▶ Excerpted text:
Even though M*A*S*H was a hit television show for more than a decade, that does not mean its multiple spin-offs were nearly as successful.
The sitcom was so popular it received three spin-offs: AfterMASH, Trapper John, M.D., and W*A*L*T*E*R. The latter of those shows focused on Gary Burghoff‘s popular M*A*S*H character Corporal Walter “Radar” O’Reilly. What seemed like a good concept to create a show based on the goofy, innocent Radar ended up a total disaster.
As M*A*S*H came to an end in 1983 after 11 seasons, CBS picked up a pilot episode of W*A*L*T*E*R. The network hoped to rekindle some of the golden years of M*A*S*H‘s hit ratings. However, that wouldn’t be the case considering Burghoff’s spin-off didn’t even make it past its first episode.
The show focused on Radar returning home to America after serving in the Korean War – where M*A*S*H took place. He dropped his nickname though and stuck with Walter instead. After settling down in St. Louis, Missouri, he joins the city’s police force. That’s about as far as the plot got since the show never had a chance to take off.

▶ Data extract:
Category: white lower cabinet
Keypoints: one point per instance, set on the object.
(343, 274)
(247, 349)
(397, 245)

--

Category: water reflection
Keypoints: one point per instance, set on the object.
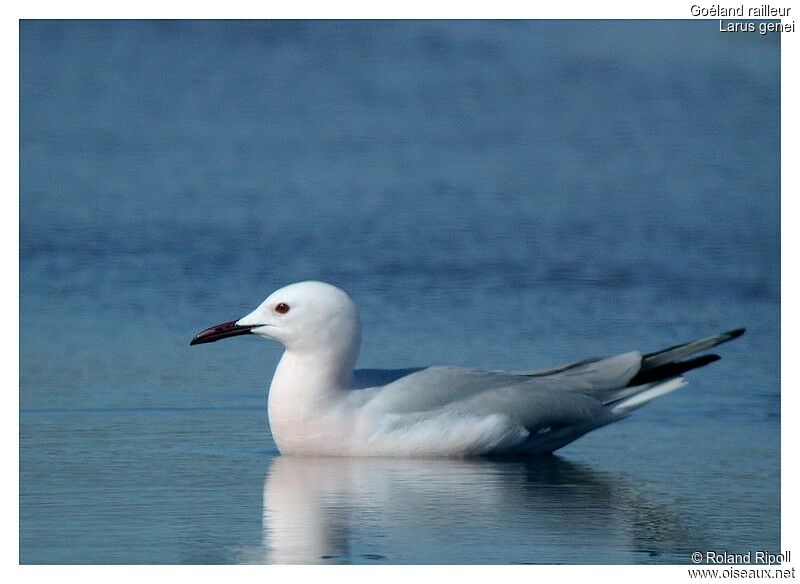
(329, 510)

▶ Action item: In the text about the M*A*S*H spin-offs, which city does Walter settle in after returning home from the Korean War? The records were taken from a different source than the text.

▶ Your response: St. Louis, Missouri.